[AUSGANGSTEXT]:
======

Sexualmedizin: „Vorreiter Österreich“

25.01.2020 | Aktuelles aus der ÖÄK


Die Allgemeinmedizinerin und Psycho- und Sexualtherapeutin Elia Bragagna spricht im Interview über die Erfolge und Herausforderungen in der Sexualmedizin.
Sophie Niedenzu

Wie sind Sie zur Sexualmedizin gekommen?
Da Sexualmedizin kein Bestandteil des Medizinstudiums war, wurde mir erst im Rahmen meines Turnus an der onkologischen Abteilung bewusst, wie sich Erkrankungen, Operationen und Medikamente auf die sexuelle Gesundheit der Patienten auswirken können. Über diverse Fortbildungen versuchte ich, diese Wissenslücke zu schließen. 2002 durfte ich die Sexualambulanz im Wilhelminenspital eröffnen.

Was waren die nächsten Schritte?

======

[BEREITGESTELLTE EINTRÄGE]:

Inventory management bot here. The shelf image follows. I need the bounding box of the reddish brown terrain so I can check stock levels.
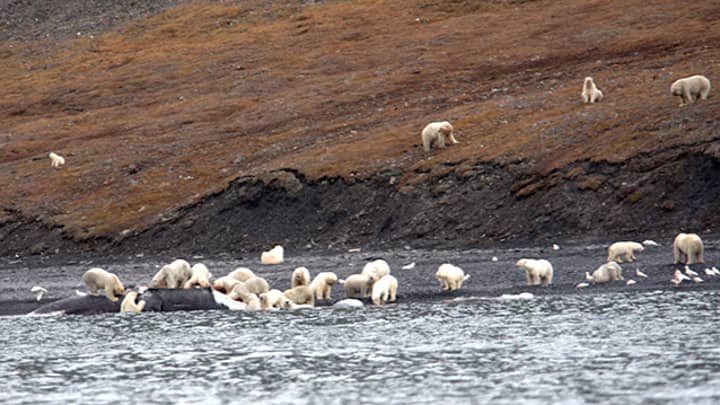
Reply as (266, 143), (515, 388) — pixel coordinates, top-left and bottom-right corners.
(0, 0), (720, 254)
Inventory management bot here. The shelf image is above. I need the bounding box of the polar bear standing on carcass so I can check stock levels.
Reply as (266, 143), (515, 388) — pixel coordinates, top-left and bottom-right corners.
(420, 121), (460, 152)
(582, 76), (603, 103)
(607, 242), (645, 263)
(670, 75), (710, 107)
(515, 259), (553, 286)
(673, 233), (705, 264)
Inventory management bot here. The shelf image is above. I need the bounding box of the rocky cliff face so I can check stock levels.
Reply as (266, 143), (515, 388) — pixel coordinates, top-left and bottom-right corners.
(0, 0), (720, 254)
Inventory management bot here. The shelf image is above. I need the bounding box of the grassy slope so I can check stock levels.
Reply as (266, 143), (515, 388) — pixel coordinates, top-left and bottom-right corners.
(0, 0), (720, 238)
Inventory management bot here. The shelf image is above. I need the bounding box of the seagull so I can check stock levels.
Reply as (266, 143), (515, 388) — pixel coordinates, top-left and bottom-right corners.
(30, 285), (47, 301)
(635, 269), (647, 278)
(402, 262), (415, 270)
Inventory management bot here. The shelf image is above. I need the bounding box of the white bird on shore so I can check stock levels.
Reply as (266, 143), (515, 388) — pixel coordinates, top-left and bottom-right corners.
(30, 285), (47, 301)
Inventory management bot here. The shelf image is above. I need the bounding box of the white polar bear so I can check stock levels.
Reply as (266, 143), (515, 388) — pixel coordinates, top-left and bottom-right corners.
(310, 271), (337, 300)
(372, 274), (397, 305)
(585, 262), (625, 283)
(607, 242), (645, 263)
(260, 289), (285, 309)
(245, 276), (270, 294)
(48, 152), (65, 167)
(582, 76), (603, 103)
(435, 263), (470, 291)
(515, 259), (554, 286)
(120, 291), (145, 312)
(150, 259), (192, 288)
(360, 259), (390, 282)
(213, 276), (242, 294)
(283, 285), (315, 306)
(260, 245), (285, 264)
(673, 233), (705, 264)
(183, 263), (212, 288)
(670, 75), (710, 107)
(340, 274), (374, 298)
(228, 267), (255, 283)
(82, 267), (125, 302)
(290, 267), (310, 288)
(420, 121), (460, 152)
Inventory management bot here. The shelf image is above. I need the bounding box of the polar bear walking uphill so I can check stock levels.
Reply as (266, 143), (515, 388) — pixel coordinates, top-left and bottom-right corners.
(48, 152), (65, 167)
(82, 268), (125, 302)
(673, 233), (704, 264)
(420, 121), (460, 152)
(670, 75), (710, 107)
(607, 242), (645, 263)
(515, 259), (553, 286)
(582, 76), (603, 103)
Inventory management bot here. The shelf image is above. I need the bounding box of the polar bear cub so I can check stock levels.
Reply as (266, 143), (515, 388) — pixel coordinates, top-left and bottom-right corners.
(310, 271), (337, 300)
(48, 152), (65, 167)
(435, 263), (470, 291)
(372, 274), (397, 305)
(515, 259), (554, 286)
(150, 259), (192, 288)
(82, 267), (125, 302)
(607, 242), (645, 263)
(673, 233), (705, 264)
(420, 121), (460, 152)
(585, 262), (625, 283)
(120, 291), (145, 312)
(670, 75), (710, 107)
(360, 259), (390, 282)
(260, 245), (285, 264)
(183, 263), (212, 288)
(290, 267), (310, 288)
(582, 76), (603, 103)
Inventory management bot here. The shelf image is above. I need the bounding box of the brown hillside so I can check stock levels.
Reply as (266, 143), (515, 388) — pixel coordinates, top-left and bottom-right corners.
(0, 0), (720, 252)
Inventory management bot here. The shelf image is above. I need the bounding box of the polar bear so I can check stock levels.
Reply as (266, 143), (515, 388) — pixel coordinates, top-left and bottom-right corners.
(82, 267), (125, 302)
(290, 267), (310, 288)
(515, 259), (553, 286)
(283, 285), (315, 306)
(260, 245), (285, 264)
(420, 121), (460, 152)
(183, 263), (212, 288)
(48, 152), (65, 167)
(310, 271), (337, 300)
(340, 274), (373, 298)
(213, 276), (242, 294)
(670, 75), (710, 107)
(607, 242), (645, 263)
(228, 267), (255, 283)
(585, 262), (625, 283)
(581, 76), (603, 103)
(372, 274), (397, 305)
(150, 259), (192, 288)
(673, 233), (704, 264)
(245, 276), (270, 294)
(435, 263), (470, 291)
(120, 291), (145, 312)
(260, 289), (285, 309)
(360, 259), (390, 282)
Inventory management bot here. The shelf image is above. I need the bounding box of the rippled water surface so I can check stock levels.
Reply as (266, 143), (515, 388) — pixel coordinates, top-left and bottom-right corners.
(0, 291), (720, 404)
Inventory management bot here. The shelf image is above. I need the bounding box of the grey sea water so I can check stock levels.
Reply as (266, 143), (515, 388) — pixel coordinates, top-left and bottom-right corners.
(0, 291), (720, 404)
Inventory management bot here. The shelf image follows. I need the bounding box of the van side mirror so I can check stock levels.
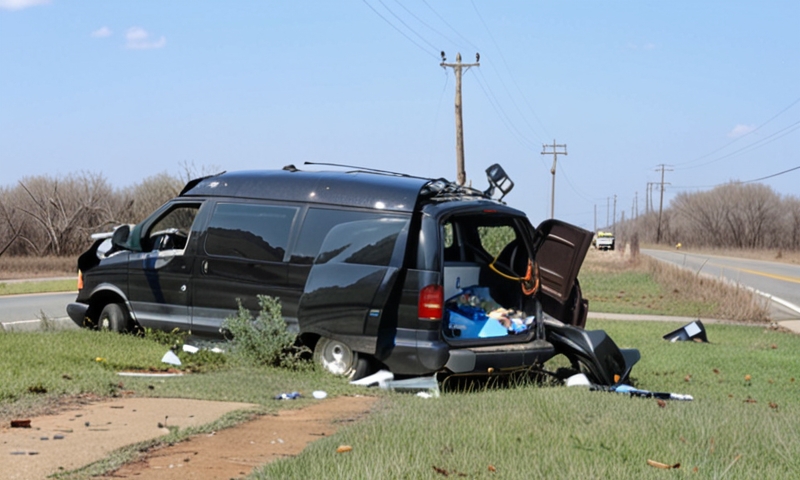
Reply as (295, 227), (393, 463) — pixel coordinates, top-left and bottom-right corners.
(484, 163), (514, 200)
(111, 225), (131, 248)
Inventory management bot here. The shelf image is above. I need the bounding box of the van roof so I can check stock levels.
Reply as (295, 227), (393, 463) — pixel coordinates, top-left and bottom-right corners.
(181, 168), (431, 212)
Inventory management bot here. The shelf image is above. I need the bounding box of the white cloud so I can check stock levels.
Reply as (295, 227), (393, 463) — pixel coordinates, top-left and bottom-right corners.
(125, 27), (167, 50)
(728, 124), (756, 138)
(628, 42), (658, 50)
(92, 27), (111, 38)
(0, 0), (50, 10)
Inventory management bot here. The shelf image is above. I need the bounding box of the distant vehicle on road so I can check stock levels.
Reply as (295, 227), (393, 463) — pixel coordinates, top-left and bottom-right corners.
(594, 231), (614, 250)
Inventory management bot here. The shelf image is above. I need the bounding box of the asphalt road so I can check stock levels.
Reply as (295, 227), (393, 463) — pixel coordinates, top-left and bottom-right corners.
(0, 292), (77, 330)
(642, 249), (800, 318)
(0, 249), (800, 330)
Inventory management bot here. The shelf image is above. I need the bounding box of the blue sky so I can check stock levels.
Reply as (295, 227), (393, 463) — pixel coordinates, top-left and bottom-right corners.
(0, 0), (800, 229)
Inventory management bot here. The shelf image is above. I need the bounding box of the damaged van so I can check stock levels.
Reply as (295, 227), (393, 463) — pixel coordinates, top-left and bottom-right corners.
(67, 165), (638, 385)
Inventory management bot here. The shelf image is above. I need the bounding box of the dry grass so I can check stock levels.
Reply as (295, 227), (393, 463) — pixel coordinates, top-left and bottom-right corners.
(642, 245), (800, 265)
(583, 249), (770, 323)
(642, 257), (770, 323)
(0, 255), (77, 280)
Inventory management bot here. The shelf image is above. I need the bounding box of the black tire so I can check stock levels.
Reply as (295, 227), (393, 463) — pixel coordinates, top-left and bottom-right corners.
(314, 337), (371, 380)
(97, 303), (130, 333)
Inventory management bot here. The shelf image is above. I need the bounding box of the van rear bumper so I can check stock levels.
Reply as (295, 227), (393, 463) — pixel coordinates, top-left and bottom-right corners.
(379, 328), (556, 375)
(444, 340), (556, 373)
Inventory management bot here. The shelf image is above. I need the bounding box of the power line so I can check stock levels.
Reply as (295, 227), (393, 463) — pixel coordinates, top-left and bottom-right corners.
(422, 0), (481, 52)
(675, 94), (800, 168)
(378, 0), (436, 52)
(683, 120), (800, 170)
(394, 0), (460, 51)
(739, 166), (800, 183)
(361, 0), (437, 58)
(470, 0), (550, 142)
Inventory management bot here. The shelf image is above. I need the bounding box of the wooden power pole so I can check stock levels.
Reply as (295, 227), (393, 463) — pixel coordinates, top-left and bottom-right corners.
(542, 140), (567, 218)
(656, 163), (672, 244)
(439, 52), (481, 185)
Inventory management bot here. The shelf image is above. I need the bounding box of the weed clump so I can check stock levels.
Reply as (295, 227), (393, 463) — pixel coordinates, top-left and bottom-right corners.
(222, 295), (310, 370)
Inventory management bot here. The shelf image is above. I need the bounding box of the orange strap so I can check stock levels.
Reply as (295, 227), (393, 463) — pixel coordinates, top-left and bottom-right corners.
(520, 258), (539, 296)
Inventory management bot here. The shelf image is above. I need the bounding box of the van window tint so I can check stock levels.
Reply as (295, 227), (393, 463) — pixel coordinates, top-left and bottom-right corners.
(478, 225), (517, 257)
(315, 218), (408, 266)
(205, 203), (298, 262)
(144, 203), (200, 251)
(291, 208), (376, 264)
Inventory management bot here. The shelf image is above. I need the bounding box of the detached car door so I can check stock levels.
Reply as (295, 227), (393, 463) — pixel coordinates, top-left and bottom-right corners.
(297, 215), (409, 354)
(533, 219), (593, 327)
(128, 202), (201, 330)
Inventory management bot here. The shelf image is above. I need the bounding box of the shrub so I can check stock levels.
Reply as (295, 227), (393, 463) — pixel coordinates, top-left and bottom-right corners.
(222, 295), (310, 369)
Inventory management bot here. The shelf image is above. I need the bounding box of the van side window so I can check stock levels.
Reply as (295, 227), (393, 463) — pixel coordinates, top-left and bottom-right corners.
(205, 203), (299, 262)
(143, 204), (200, 251)
(314, 218), (408, 266)
(291, 208), (375, 265)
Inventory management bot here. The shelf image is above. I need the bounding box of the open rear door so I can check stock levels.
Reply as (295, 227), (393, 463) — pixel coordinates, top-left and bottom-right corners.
(534, 219), (592, 327)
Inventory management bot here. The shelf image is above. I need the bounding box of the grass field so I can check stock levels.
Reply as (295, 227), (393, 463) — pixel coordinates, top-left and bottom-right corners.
(578, 249), (769, 323)
(0, 249), (800, 479)
(0, 320), (800, 479)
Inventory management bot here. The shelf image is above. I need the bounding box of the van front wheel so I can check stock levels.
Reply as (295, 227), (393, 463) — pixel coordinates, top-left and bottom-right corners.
(97, 303), (128, 333)
(314, 337), (370, 380)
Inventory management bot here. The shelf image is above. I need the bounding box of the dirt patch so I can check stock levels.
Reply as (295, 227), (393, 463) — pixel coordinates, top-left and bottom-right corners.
(0, 397), (375, 480)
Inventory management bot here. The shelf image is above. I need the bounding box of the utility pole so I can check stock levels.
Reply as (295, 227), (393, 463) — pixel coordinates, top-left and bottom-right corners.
(542, 140), (567, 218)
(656, 163), (672, 244)
(439, 52), (481, 185)
(612, 195), (617, 237)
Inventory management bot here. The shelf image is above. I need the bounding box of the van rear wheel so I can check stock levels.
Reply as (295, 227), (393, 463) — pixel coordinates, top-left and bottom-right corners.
(314, 337), (370, 380)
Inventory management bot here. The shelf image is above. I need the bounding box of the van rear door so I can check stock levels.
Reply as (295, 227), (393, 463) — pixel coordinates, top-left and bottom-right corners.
(297, 214), (410, 354)
(534, 219), (592, 326)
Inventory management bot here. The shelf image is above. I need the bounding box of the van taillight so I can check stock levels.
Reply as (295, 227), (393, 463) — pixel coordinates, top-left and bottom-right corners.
(418, 285), (444, 320)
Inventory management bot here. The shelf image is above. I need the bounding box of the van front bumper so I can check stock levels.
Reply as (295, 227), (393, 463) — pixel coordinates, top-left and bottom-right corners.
(67, 303), (89, 327)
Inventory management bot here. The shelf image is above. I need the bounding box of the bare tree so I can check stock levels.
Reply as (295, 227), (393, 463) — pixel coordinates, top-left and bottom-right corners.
(18, 173), (113, 255)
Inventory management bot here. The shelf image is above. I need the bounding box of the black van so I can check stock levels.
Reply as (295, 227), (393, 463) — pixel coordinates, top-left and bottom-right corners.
(67, 165), (638, 385)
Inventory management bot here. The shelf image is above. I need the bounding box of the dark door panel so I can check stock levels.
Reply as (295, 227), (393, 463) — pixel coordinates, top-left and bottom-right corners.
(128, 251), (193, 330)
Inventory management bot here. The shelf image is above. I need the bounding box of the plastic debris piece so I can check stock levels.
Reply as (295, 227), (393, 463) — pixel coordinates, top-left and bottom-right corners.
(386, 373), (439, 398)
(350, 370), (394, 388)
(311, 390), (328, 400)
(161, 350), (181, 365)
(647, 459), (681, 470)
(275, 392), (302, 400)
(567, 373), (592, 387)
(663, 320), (708, 343)
(609, 384), (694, 401)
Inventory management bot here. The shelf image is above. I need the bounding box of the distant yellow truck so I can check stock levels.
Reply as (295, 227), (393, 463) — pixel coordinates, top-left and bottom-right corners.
(594, 232), (614, 250)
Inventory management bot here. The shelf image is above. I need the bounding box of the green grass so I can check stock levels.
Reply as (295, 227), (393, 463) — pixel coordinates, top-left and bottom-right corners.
(579, 270), (716, 317)
(251, 316), (800, 479)
(0, 278), (78, 295)
(6, 320), (800, 479)
(0, 330), (352, 417)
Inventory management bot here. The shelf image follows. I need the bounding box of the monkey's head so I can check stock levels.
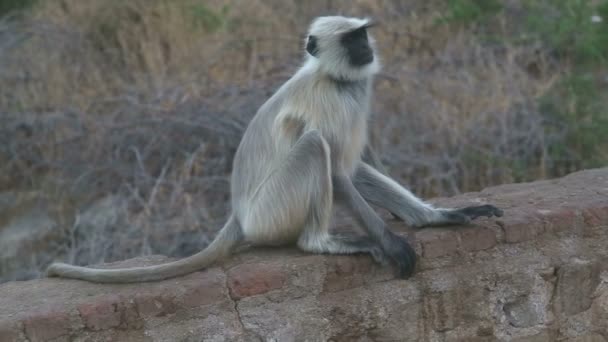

======

[AUFGABENSTELLUNG]: Geben Sie bitte alles aus dem Ausgangstext von „Die Allgemeinmedizinerin und“ bis hinunter zu „in der Sexualmedizin.“ erneut wieder. Ersetzen Sie dabei „Interview“ durch „Gespräch“.

[ANTWORT]:
Die Allgemeinmedizinerin und Psycho- und Sexualtherapeutin Elia Bragagna spricht im Gespräch über die Erfolge und Herausforderungen in der Sexualmedizin.